▸ Task brief: Extract every line of the data below word for word, leaving out any images.

▸ Data provided:
........

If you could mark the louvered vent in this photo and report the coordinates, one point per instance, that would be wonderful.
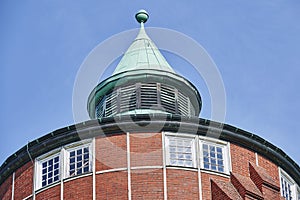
(151, 96)
(183, 104)
(168, 99)
(127, 98)
(111, 104)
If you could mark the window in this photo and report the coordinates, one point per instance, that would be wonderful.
(289, 189)
(180, 151)
(286, 190)
(48, 169)
(79, 160)
(70, 160)
(214, 156)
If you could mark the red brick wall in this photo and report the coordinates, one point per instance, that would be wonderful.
(240, 158)
(24, 181)
(270, 167)
(81, 188)
(112, 185)
(52, 193)
(147, 184)
(218, 193)
(268, 193)
(206, 183)
(111, 152)
(5, 188)
(145, 149)
(182, 184)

........

▸ Answer to the exercise:
If you could mark the louvered vent in this photo and report the coordinates, one point per instance, that would be wonderful.
(151, 96)
(183, 104)
(168, 99)
(127, 98)
(111, 104)
If you could mark the window in this photo and report the coordinates, one point per instance, that would be wonderful.
(289, 189)
(180, 151)
(286, 190)
(48, 169)
(79, 160)
(70, 160)
(214, 156)
If you could mark the red brick wall in this photo and report the coordinates, one point per instance, that would be wonderful.
(240, 158)
(24, 181)
(270, 167)
(81, 188)
(112, 185)
(52, 193)
(147, 184)
(218, 193)
(268, 193)
(206, 183)
(111, 152)
(5, 188)
(145, 149)
(182, 184)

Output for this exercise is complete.